#### [Data shown]
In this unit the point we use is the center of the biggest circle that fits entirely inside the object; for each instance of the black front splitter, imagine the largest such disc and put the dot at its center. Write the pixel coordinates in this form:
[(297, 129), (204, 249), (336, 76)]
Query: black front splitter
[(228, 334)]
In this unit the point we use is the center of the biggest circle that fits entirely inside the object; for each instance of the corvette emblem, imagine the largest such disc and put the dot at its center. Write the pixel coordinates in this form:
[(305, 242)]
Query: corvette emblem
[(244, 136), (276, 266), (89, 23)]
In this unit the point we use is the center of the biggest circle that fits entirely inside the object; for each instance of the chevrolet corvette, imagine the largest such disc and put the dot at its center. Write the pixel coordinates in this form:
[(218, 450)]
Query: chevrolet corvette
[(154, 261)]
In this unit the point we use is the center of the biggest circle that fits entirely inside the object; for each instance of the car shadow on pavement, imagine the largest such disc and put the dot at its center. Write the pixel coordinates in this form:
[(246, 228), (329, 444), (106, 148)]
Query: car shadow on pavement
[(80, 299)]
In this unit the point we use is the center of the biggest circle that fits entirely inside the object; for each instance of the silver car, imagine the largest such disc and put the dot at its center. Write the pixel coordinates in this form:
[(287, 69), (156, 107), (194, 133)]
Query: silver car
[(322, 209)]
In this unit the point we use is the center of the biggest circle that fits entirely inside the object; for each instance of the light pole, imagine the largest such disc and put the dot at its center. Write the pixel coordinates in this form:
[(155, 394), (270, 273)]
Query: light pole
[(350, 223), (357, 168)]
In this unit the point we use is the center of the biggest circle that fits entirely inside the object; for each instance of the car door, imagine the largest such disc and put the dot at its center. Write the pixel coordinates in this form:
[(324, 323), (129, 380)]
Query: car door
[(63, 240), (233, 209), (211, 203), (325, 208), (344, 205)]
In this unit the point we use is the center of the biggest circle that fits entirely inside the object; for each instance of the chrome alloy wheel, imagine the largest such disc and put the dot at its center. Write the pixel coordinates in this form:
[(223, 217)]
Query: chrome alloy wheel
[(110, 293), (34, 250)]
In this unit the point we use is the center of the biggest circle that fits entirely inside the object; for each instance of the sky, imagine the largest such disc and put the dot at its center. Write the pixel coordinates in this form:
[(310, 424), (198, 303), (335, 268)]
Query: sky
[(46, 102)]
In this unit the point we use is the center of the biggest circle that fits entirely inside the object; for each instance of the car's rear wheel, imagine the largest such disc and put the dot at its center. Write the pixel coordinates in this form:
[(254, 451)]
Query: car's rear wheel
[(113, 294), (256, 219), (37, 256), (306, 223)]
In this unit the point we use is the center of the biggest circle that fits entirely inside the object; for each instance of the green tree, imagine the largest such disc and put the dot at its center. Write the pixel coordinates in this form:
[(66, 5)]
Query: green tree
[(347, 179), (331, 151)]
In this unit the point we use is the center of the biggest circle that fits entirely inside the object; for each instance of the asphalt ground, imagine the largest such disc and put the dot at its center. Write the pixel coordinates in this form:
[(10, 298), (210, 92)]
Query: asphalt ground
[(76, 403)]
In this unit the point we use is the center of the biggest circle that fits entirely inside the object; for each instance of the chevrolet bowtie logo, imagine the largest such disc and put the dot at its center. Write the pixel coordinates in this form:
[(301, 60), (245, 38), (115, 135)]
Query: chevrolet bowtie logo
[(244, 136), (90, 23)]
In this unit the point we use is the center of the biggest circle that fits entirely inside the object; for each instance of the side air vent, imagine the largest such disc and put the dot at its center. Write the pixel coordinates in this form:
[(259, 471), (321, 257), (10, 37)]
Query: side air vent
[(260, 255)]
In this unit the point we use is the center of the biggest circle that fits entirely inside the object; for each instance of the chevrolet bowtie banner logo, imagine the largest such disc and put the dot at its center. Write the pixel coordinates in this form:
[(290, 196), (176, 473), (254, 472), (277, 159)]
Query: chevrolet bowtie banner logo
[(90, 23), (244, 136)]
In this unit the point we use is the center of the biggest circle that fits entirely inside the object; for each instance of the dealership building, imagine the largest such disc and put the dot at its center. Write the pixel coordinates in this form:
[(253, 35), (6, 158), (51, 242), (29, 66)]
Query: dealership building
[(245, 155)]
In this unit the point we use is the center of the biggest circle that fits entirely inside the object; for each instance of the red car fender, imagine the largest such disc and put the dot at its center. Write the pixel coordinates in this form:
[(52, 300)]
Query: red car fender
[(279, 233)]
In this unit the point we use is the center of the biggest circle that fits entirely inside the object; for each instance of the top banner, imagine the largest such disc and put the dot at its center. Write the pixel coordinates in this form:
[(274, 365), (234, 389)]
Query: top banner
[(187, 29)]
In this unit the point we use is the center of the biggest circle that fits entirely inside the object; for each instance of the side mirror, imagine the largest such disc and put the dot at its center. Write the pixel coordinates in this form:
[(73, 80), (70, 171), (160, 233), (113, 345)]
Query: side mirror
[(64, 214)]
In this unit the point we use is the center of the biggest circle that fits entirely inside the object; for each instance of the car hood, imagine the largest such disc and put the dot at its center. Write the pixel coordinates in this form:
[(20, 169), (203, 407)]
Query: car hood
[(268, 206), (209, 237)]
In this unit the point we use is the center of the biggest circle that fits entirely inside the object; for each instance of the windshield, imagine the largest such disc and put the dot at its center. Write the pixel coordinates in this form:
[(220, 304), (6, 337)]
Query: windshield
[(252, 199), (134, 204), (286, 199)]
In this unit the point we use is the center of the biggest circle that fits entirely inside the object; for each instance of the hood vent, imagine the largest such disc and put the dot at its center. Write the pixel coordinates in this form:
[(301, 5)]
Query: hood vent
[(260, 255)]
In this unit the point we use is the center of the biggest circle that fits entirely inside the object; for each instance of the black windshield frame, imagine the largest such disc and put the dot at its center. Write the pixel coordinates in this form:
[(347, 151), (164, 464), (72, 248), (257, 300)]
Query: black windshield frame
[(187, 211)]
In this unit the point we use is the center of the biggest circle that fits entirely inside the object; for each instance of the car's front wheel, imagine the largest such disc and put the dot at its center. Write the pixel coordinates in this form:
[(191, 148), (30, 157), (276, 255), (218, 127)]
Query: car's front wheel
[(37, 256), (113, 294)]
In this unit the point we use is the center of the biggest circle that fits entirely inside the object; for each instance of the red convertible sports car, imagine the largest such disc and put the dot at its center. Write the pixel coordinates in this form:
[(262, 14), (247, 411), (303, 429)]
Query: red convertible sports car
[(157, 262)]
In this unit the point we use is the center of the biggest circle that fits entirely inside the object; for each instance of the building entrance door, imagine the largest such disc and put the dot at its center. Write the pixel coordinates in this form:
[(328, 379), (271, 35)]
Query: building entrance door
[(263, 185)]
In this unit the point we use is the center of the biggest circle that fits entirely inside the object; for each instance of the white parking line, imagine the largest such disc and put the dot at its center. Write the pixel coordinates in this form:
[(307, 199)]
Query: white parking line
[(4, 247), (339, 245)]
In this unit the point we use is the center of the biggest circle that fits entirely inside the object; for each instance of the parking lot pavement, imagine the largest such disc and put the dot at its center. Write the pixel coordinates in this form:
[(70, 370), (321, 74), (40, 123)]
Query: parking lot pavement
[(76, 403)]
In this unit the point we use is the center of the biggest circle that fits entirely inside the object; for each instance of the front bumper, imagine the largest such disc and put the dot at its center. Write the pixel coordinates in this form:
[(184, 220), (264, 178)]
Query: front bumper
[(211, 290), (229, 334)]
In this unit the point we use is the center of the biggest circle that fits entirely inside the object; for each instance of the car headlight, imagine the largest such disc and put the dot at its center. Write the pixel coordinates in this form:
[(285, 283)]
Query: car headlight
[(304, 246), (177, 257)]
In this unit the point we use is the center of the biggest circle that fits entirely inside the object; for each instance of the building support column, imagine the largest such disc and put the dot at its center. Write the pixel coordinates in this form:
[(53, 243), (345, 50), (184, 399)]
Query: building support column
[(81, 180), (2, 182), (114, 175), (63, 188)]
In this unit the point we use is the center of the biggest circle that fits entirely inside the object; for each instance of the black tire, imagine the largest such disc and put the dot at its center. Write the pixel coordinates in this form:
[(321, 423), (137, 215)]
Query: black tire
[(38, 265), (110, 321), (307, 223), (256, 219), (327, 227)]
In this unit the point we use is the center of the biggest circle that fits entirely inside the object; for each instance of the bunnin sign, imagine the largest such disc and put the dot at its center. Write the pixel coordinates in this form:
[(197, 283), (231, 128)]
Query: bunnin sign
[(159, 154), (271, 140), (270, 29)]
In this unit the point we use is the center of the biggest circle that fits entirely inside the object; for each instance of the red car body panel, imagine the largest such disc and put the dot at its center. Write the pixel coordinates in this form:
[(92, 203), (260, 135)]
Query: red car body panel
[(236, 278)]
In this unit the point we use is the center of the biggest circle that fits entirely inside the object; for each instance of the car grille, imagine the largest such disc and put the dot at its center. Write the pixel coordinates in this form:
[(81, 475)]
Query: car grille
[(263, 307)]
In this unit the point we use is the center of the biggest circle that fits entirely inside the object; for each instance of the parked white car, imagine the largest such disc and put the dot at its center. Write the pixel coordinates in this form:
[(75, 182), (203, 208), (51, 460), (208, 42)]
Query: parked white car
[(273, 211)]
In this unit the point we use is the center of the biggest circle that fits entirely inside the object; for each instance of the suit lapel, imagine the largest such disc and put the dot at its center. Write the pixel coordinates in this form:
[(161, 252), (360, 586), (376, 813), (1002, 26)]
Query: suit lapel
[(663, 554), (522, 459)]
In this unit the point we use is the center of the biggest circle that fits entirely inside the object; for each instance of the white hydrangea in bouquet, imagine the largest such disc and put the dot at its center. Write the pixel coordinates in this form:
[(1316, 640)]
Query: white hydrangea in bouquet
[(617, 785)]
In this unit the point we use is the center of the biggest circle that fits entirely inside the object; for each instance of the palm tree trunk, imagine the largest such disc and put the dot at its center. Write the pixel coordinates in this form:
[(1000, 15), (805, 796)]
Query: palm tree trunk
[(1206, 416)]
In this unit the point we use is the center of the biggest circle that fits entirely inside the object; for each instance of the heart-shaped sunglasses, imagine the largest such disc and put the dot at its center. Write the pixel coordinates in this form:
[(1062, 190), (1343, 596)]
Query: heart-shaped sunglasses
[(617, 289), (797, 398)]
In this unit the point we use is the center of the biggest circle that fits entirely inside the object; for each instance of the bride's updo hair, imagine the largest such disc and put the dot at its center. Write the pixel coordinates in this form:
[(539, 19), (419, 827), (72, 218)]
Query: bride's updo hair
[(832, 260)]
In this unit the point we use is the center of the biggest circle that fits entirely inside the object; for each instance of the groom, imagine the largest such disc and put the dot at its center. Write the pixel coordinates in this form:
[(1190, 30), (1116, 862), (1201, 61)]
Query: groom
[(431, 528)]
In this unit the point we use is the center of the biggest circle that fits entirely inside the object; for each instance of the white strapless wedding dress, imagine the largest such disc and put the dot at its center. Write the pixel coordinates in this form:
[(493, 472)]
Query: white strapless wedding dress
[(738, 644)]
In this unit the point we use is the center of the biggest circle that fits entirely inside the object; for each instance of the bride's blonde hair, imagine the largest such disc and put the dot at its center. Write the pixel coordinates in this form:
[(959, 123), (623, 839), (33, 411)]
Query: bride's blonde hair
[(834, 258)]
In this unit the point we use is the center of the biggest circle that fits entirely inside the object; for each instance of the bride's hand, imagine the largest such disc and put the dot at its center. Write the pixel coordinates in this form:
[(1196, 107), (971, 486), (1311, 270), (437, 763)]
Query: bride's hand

#### [Your instructions]
Present the records from their first line through the line containing "[(80, 299)]", both included, as a Markdown table with the columns Row and Line. Give each line its own numbered row and skip any blank lines.

#### [The solution]
| Row | Line |
|---|---|
| 1 | In this unit the point we use is the center of the biggest circle that fits entirely inside the object; for each instance of the black front splitter, imagine the largest such disc and put the dot at its center. Write the pixel coordinates in this form: |
| 2 | [(297, 129), (204, 249), (336, 76)] |
| 3 | Query: black front splitter |
| 4 | [(228, 334)] |
| 5 | In this unit the point we use is the center of the biggest circle that fits entirely inside the object; for each instance of the corvette emblem, imagine the largest such disc and put the dot at its center. Write the pixel coordinates in this form: |
| 6 | [(305, 242)] |
| 7 | Query: corvette emblem |
| 8 | [(244, 136), (276, 266), (89, 23)] |
| 9 | In this unit the point we use is the center of the biggest circle that fits entirely inside the object; for each instance of the chevrolet corvette, imagine the largest such disc and put the dot at its center. Write the pixel coordinates in this form: |
| 10 | [(218, 450)] |
| 11 | Query: chevrolet corvette |
| 12 | [(154, 261)] |
| 13 | In this unit the point we use is the center of the biggest circle that fits entirely inside the object; for each instance of the car shadow on pavement, imagine the largest such disc and put the dot at its center. Write the pixel coordinates in this form: |
| 14 | [(246, 228), (329, 444), (106, 148)] |
| 15 | Query: car shadow on pavement |
| 16 | [(80, 299)] |